DIRECTIVE: Look below for the line with "For the glass", and from there restate every line word for word until the entries end.

^^^^

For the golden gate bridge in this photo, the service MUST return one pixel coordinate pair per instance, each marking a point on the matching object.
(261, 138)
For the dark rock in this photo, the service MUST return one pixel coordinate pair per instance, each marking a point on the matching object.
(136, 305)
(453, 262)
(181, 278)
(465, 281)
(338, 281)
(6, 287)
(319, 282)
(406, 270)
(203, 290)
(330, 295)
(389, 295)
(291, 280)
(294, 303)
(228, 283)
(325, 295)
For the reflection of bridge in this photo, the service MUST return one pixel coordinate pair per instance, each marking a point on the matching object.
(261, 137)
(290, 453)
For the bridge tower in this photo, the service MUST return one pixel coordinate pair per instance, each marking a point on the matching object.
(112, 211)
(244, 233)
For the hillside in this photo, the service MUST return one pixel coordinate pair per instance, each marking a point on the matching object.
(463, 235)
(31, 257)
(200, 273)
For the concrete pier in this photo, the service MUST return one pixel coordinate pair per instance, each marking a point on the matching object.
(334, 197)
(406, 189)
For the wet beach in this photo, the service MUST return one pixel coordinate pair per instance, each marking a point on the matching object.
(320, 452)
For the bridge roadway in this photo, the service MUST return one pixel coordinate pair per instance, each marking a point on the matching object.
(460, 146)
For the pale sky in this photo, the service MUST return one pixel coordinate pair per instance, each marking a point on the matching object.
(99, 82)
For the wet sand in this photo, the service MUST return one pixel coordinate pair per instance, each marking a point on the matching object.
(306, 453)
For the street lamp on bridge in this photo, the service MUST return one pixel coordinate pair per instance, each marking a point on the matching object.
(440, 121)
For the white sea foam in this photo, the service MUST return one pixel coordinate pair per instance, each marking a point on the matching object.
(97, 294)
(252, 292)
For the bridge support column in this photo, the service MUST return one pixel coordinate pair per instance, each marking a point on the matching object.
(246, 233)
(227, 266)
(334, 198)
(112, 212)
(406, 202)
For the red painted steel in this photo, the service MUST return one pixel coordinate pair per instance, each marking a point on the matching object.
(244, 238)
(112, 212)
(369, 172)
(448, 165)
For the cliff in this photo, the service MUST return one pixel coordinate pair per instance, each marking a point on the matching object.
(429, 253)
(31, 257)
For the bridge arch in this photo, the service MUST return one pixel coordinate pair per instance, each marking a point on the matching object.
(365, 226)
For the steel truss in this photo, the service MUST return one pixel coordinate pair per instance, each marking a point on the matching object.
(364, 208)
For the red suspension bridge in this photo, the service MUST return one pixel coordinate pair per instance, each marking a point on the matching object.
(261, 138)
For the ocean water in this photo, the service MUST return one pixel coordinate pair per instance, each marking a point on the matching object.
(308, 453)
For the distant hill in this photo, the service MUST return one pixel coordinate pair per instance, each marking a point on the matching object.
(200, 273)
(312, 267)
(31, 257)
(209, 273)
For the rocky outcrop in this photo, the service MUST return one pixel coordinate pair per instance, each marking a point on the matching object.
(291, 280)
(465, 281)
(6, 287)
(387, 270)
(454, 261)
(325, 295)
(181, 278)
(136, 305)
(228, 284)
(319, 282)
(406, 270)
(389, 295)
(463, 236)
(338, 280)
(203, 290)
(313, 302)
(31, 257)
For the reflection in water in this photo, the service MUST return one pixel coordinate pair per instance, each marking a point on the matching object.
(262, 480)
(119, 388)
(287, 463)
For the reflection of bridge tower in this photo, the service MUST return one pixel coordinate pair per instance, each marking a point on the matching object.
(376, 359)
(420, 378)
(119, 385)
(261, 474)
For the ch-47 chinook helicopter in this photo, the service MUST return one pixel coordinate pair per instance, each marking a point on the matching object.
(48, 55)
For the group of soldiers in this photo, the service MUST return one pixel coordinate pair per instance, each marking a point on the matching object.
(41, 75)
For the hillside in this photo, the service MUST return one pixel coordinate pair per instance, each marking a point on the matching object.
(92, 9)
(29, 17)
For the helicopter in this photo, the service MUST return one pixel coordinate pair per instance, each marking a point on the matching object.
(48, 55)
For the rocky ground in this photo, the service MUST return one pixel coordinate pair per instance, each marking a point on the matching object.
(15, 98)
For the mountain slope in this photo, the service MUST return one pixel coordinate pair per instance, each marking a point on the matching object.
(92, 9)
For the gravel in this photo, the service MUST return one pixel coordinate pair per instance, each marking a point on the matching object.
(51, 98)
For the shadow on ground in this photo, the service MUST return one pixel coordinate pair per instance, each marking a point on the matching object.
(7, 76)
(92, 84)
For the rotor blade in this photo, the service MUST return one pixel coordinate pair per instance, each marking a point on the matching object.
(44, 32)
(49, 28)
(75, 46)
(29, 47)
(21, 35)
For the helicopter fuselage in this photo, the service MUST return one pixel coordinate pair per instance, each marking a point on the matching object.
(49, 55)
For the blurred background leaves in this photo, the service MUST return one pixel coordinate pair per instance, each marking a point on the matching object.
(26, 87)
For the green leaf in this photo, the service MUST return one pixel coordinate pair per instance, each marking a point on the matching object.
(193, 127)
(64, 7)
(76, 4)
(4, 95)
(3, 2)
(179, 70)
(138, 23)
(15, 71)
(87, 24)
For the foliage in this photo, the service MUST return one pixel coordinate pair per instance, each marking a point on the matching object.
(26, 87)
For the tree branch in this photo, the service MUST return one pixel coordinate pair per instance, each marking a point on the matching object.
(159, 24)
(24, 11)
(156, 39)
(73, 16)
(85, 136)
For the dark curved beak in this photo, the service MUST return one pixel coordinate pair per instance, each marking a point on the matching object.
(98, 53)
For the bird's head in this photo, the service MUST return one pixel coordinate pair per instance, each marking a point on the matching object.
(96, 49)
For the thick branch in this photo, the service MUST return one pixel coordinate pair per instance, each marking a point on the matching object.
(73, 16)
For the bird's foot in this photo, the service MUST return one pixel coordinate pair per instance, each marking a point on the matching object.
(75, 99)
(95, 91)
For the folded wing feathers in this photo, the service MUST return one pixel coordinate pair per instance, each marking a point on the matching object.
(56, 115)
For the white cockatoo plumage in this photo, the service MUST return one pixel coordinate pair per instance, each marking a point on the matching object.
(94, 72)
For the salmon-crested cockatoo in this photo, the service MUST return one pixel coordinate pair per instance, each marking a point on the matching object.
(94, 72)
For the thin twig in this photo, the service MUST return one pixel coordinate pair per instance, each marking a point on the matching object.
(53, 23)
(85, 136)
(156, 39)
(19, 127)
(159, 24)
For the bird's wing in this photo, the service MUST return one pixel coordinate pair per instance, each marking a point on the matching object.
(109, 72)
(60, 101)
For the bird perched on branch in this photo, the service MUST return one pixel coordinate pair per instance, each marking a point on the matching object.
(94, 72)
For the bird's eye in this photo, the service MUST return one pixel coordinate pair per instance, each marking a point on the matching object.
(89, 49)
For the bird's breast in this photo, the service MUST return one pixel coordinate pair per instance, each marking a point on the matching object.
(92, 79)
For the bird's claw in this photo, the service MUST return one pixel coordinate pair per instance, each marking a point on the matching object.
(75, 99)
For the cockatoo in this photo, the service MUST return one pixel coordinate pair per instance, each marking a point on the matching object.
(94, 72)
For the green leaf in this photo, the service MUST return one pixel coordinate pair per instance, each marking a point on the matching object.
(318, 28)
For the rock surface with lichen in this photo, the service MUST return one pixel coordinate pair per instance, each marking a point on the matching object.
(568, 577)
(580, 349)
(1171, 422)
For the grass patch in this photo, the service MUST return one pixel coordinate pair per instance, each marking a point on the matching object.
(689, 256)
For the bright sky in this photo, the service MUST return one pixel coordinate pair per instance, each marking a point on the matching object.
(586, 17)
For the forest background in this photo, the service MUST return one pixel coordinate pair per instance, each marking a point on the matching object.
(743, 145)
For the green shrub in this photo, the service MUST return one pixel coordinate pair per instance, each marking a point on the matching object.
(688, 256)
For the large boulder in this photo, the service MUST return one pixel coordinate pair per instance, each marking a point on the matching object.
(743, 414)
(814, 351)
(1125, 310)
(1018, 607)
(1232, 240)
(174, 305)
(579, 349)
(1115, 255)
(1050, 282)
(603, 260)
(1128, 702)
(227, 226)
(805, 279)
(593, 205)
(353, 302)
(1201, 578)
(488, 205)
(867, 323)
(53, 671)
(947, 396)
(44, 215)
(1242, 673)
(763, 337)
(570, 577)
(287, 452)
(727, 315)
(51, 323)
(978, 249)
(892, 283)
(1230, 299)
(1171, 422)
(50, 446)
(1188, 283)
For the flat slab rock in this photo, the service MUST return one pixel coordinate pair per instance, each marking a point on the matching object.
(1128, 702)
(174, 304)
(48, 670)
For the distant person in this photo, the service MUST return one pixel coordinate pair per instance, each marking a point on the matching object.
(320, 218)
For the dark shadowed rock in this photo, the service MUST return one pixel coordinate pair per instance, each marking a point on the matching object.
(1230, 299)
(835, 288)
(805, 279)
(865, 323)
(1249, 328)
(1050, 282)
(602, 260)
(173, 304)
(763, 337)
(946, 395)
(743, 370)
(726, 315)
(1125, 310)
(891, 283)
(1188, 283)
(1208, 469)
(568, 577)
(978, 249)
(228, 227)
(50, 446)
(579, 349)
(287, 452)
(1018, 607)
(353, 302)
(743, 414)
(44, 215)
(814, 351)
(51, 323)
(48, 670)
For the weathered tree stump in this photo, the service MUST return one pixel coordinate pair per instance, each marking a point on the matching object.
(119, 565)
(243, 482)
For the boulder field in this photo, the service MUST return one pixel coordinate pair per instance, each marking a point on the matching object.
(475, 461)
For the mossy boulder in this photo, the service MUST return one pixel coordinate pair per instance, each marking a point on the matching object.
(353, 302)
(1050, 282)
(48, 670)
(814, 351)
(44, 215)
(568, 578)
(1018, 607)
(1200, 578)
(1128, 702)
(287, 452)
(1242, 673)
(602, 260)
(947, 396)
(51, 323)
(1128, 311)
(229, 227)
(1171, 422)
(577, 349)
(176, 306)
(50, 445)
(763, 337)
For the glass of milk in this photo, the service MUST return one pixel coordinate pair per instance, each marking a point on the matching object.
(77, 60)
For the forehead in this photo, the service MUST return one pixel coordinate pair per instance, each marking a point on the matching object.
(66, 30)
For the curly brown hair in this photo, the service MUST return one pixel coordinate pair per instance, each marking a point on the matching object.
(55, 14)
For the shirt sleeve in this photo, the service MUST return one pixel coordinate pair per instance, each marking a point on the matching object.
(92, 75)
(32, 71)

^^^^

FULL SOLUTION:
For the glass of milk in this photo, the service MUST return one pixel coordinate pair per instance, each marking a point on the matching object.
(77, 60)
For the forehead in this photo, the service MUST return one pixel coordinate pair per instance, each marking a point on the matching object.
(66, 30)
For the curly brown hair in this photo, the service MUST return one pixel coordinate pair per instance, each marking a point on the matching object.
(55, 14)
For the shirt sleeve in this photo, the service MUST return one pixel coordinate pair per instance, each marking a point on the matching object.
(92, 75)
(32, 71)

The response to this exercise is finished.